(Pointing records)
┌────────

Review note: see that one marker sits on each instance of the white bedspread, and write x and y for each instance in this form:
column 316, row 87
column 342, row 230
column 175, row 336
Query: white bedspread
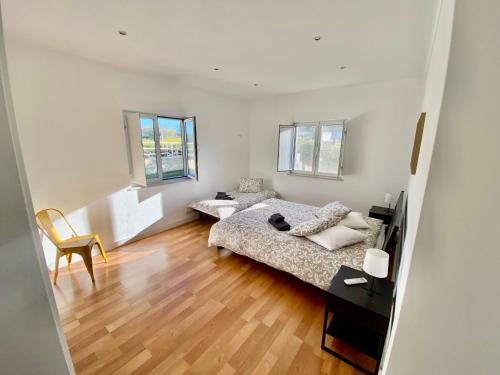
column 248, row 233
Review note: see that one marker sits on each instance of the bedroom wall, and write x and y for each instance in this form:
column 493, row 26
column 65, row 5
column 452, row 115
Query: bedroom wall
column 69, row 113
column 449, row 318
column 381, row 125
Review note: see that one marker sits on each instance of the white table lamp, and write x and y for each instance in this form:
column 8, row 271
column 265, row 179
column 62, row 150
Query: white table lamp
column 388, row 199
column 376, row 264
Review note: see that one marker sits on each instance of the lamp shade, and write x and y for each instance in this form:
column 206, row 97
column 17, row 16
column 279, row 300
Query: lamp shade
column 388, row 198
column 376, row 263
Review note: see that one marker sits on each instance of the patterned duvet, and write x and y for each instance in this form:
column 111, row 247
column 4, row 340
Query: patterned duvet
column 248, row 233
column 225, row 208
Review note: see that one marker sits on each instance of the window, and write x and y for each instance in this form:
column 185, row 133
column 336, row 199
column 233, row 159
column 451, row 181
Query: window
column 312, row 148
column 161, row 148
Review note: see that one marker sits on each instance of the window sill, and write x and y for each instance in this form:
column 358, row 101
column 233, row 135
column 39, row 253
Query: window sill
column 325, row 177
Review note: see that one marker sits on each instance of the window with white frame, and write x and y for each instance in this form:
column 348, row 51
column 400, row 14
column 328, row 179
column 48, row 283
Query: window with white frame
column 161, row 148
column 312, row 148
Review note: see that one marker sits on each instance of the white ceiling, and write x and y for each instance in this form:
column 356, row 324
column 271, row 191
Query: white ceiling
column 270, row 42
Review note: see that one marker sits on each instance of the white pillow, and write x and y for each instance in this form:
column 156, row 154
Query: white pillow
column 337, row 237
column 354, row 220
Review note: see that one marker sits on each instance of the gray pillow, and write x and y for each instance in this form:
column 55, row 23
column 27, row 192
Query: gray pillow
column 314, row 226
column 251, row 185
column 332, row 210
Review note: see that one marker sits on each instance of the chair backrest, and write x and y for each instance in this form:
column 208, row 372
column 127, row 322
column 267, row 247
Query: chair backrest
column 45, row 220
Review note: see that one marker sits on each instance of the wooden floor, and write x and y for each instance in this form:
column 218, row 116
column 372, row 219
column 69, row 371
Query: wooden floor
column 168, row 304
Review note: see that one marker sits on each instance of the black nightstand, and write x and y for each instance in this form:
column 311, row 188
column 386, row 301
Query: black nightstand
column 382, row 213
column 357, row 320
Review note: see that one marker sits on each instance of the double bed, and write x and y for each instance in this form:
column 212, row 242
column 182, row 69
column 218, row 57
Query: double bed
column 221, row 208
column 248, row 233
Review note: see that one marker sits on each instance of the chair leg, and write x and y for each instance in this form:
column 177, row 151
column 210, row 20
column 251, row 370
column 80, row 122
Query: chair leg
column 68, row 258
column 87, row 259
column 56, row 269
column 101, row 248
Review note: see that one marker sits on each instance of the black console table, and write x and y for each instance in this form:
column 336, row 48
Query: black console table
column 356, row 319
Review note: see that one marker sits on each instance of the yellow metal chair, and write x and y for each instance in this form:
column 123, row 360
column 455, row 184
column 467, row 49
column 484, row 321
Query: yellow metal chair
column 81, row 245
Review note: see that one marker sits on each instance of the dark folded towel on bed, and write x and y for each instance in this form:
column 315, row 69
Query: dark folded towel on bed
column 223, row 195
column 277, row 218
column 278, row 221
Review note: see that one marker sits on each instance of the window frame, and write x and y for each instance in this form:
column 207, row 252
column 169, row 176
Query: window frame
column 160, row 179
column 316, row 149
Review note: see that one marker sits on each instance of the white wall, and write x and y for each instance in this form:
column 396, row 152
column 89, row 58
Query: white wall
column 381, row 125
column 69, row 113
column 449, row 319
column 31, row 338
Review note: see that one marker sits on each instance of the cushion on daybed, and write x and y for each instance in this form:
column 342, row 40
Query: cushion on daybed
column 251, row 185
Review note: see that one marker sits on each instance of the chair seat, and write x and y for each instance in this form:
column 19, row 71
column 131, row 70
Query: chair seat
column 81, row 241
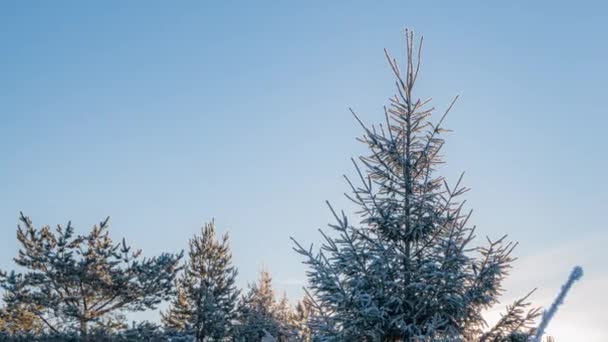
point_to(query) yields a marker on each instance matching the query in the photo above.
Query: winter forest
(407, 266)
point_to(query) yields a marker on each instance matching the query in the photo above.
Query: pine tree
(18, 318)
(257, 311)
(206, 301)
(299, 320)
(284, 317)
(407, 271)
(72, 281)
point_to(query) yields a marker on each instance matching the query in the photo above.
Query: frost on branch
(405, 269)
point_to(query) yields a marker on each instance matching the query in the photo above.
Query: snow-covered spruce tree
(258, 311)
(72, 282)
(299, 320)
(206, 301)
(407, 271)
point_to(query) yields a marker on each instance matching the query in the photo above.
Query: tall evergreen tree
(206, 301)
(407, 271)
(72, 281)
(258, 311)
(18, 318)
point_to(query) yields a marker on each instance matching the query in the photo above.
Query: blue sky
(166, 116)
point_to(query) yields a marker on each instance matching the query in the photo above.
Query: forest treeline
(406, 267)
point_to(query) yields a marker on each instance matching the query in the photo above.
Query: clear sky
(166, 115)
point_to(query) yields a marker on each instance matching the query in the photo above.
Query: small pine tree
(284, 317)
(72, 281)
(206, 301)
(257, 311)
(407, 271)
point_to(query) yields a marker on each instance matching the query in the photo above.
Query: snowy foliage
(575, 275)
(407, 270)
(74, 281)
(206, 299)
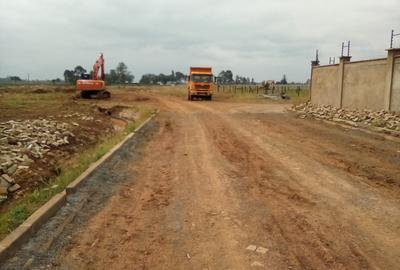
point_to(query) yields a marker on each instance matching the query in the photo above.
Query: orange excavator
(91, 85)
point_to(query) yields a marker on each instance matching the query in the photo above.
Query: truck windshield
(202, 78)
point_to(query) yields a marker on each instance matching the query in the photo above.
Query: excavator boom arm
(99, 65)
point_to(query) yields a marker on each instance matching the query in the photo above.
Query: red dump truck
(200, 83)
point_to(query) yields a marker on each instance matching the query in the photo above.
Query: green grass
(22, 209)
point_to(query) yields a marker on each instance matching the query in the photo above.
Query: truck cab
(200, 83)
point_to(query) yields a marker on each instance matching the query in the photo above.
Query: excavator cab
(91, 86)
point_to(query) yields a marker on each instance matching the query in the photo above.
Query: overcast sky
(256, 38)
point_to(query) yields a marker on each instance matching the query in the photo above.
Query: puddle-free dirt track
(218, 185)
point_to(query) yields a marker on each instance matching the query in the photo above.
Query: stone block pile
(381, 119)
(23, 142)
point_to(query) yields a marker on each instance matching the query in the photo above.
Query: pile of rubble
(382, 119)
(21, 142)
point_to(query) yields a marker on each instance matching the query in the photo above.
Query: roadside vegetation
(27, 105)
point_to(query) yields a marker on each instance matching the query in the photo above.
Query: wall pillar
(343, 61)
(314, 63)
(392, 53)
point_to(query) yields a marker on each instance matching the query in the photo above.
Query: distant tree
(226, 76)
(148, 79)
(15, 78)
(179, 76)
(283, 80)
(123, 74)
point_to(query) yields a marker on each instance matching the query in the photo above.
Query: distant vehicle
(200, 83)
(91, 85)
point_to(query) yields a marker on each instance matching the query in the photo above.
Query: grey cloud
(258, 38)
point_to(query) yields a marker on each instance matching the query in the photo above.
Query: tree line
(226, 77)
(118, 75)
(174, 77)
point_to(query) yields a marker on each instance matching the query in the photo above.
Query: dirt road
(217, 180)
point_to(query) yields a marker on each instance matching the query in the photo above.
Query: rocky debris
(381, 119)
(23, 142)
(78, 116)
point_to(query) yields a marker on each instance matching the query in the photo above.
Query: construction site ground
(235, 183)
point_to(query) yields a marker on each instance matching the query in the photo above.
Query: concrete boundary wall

└────────

Render the lines as a JSON list of strings, starting at the first line and ending at the line that contains "column 376, row 264", with one string per line. Skip blank lines and leave out the pictures.

[
  "Review note: see that one marker sits on each instance of the white bedspread, and write x and y for each instance in this form:",
  "column 316, row 87",
  "column 342, row 230",
  "column 175, row 336",
  "Query: white bedspread",
  "column 248, row 233",
  "Review note: see that one marker sits on each instance of the bedroom wall, and write x and y for each instance in this form:",
  "column 493, row 26",
  "column 65, row 5",
  "column 452, row 115",
  "Query: bedroom wall",
  "column 69, row 113",
  "column 449, row 318",
  "column 381, row 125",
  "Review note: see that one marker sits on each instance of the white table lamp, and write x and y for each instance in this form:",
  "column 8, row 271",
  "column 265, row 179",
  "column 62, row 150",
  "Query: white table lamp",
  "column 388, row 199",
  "column 376, row 264"
]